*** SUPPLIED INFORMATION

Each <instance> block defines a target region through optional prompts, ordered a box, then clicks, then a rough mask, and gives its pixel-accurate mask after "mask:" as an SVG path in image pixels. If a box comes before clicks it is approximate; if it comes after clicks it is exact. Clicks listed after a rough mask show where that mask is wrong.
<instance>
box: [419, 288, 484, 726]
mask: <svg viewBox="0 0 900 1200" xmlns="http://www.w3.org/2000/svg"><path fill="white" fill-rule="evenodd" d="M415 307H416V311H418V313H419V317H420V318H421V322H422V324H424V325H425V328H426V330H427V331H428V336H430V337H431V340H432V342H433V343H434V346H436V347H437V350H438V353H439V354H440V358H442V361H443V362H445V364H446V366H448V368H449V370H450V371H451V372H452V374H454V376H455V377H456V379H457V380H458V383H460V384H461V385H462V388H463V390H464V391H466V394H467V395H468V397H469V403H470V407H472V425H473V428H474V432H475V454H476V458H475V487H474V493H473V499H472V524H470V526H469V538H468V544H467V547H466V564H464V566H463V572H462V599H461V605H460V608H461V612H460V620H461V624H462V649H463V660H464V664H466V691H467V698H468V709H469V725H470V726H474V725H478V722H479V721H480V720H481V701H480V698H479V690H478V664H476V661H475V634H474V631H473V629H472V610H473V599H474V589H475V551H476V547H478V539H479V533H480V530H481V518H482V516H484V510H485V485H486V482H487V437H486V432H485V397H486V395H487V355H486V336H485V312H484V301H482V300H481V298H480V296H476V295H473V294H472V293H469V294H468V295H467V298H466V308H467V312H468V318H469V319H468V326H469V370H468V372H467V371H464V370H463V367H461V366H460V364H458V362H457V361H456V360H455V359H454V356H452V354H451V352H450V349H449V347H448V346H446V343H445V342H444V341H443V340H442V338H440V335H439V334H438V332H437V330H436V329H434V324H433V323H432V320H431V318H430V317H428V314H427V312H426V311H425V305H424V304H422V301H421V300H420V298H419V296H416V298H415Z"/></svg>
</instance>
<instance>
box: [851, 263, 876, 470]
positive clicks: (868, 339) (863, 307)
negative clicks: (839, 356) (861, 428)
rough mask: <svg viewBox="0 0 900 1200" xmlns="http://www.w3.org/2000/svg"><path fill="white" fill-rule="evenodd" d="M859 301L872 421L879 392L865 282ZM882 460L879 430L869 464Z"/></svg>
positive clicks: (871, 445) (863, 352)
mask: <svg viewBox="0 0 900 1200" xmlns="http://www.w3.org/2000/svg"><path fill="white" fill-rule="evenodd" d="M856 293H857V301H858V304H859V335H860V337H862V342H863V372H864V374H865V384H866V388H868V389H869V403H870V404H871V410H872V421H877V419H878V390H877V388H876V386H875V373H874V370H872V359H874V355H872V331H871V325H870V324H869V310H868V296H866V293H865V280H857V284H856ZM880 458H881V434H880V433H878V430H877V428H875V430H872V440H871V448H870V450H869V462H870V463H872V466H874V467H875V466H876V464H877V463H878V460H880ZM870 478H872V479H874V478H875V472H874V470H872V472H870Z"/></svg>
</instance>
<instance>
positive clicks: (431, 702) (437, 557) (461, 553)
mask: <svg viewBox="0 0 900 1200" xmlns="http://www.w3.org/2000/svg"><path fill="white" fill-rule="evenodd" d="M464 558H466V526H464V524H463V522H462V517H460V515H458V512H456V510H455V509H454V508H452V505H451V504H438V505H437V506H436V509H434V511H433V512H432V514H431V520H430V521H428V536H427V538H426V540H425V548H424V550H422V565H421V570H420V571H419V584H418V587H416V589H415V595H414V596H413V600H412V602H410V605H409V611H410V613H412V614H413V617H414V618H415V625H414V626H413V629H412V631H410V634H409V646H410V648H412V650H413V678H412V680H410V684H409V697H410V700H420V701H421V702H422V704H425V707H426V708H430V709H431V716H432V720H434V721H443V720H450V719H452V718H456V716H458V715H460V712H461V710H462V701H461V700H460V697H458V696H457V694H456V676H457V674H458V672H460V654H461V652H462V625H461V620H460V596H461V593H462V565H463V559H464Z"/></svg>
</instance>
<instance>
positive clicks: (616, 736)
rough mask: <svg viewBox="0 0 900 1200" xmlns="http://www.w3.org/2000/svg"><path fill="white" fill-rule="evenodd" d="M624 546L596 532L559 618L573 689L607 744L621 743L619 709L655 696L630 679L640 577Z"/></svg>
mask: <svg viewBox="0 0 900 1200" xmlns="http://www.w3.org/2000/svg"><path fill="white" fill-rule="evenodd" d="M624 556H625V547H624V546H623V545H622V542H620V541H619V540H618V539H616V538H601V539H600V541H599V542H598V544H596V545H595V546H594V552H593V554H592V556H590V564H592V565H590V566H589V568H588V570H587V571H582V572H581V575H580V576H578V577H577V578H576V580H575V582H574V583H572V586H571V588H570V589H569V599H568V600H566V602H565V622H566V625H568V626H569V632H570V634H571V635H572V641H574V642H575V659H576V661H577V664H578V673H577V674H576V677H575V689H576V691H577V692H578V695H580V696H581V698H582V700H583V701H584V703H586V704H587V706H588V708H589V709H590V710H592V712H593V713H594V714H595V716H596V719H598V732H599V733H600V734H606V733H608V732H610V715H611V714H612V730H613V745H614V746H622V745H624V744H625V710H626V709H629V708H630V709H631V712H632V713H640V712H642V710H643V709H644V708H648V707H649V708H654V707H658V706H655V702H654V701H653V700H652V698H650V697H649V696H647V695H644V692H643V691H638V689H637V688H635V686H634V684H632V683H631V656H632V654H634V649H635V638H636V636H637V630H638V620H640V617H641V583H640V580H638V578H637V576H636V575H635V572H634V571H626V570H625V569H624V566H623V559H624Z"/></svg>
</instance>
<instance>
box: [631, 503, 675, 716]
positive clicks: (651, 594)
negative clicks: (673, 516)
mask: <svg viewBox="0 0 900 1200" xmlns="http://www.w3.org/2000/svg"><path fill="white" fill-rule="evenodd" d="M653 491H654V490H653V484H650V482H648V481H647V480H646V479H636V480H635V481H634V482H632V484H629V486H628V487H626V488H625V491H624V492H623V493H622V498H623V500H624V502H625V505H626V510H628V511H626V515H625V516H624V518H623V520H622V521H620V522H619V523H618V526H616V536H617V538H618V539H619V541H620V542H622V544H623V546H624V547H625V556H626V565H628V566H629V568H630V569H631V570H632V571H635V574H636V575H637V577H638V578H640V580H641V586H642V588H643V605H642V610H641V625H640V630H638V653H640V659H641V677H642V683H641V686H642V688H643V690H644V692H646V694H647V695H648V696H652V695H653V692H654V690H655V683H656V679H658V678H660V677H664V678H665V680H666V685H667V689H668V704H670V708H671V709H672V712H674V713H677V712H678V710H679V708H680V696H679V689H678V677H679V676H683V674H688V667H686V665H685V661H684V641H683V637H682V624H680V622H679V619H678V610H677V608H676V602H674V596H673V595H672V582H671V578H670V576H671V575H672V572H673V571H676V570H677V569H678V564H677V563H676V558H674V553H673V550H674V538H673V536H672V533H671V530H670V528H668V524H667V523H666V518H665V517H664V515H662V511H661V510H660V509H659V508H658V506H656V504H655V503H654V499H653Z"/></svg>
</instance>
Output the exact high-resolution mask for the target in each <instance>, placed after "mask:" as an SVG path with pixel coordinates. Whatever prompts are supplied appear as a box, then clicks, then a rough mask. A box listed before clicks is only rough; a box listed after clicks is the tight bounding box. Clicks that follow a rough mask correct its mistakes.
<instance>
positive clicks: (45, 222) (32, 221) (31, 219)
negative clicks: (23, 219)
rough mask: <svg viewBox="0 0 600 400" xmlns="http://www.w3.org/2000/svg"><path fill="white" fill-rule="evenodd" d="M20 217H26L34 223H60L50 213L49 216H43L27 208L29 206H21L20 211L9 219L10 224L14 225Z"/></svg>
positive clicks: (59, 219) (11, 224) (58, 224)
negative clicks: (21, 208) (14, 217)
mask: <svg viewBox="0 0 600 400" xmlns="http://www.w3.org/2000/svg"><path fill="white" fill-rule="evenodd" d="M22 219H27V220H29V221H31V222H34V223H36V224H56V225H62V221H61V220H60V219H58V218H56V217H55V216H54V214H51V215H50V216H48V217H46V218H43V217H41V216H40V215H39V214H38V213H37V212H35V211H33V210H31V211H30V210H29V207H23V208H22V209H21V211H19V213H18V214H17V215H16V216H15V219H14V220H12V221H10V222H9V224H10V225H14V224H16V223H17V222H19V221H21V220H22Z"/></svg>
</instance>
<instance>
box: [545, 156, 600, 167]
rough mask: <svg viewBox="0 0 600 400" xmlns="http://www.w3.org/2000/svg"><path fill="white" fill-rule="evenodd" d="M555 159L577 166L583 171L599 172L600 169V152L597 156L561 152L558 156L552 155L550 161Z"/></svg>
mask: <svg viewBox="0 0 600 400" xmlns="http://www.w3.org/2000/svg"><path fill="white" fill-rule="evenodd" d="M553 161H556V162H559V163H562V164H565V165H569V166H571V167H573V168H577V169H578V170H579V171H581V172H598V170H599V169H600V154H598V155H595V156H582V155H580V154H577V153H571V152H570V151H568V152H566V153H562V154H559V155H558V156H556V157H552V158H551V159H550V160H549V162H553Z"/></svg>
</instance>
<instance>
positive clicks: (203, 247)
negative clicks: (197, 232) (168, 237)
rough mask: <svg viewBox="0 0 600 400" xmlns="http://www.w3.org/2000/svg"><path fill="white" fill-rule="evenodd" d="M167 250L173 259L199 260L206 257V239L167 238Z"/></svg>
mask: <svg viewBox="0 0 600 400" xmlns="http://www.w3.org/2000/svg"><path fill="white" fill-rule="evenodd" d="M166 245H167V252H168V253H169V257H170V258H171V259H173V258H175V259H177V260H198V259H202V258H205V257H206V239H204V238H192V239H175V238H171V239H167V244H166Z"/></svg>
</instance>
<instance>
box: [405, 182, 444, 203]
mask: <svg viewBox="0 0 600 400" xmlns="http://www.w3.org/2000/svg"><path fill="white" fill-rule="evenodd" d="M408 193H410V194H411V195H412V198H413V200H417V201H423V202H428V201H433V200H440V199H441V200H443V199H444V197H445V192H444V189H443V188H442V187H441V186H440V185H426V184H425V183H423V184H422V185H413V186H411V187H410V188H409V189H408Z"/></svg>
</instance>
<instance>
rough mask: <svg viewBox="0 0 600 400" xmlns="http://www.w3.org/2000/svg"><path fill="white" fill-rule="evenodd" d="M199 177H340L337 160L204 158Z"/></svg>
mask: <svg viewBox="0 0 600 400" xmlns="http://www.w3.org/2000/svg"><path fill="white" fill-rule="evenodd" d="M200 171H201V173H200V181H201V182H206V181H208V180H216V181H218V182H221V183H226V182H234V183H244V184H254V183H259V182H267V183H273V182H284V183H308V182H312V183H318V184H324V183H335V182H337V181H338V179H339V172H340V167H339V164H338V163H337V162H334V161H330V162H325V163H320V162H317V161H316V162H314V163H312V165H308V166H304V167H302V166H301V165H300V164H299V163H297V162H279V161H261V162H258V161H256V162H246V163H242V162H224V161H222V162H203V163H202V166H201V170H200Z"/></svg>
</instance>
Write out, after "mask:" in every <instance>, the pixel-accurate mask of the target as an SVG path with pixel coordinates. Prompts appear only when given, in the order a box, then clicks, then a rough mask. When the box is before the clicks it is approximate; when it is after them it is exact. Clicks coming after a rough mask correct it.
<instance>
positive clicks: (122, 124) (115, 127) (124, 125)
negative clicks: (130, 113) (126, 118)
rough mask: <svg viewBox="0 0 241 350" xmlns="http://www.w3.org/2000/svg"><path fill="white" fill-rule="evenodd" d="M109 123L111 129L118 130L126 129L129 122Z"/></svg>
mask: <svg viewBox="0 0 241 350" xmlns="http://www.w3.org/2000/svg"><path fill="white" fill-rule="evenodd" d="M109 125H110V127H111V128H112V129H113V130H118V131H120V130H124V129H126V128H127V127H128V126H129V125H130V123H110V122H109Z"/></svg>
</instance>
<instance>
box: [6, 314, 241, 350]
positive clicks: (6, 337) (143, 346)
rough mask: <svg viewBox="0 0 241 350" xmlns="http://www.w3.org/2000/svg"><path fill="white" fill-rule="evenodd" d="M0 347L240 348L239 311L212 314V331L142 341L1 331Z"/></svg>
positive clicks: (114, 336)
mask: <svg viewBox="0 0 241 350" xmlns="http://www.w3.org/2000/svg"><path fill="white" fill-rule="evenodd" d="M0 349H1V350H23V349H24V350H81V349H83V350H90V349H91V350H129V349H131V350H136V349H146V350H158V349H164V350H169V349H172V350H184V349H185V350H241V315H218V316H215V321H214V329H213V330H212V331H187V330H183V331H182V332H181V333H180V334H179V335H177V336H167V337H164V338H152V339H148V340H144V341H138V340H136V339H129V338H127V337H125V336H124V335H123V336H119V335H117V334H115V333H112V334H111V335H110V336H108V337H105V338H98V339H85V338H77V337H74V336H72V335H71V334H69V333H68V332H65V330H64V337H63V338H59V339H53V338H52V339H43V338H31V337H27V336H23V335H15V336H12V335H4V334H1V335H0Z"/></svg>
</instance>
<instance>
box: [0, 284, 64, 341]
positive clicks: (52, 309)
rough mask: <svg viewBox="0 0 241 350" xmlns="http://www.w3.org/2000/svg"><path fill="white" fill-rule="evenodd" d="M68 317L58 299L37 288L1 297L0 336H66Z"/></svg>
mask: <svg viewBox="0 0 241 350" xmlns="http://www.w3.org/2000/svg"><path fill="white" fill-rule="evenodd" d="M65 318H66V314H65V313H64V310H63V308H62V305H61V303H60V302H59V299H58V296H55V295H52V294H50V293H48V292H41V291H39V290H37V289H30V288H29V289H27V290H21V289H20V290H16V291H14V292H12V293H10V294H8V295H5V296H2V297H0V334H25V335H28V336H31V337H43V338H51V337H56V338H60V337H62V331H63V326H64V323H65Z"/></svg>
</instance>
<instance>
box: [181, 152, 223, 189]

******

• **WHAT THE TASK REQUIRES**
Where a line of the data includes the string "correct", list that line.

• **OUTPUT OF THE TASK**
Output the exact high-resolution mask for the target in each <instance>, placed after "mask:" as an SVG path with pixel coordinates. Whatever prompts are supplied appear as a box, then clicks, then a rough mask. A box listed before clicks is only rough; a box listed after clicks is the tight bounding box. Clicks that follow a rough mask correct its mistakes.
Write out, after "mask:" in every <instance>, the pixel-accurate mask of the target as an SVG path with pixel coordinates. Prompts appear only when given, in the order a box, then clicks, then a rough mask. When the box is before the clicks it is approximate; when it is after them it is exact. Clicks coming after a rough mask correct it.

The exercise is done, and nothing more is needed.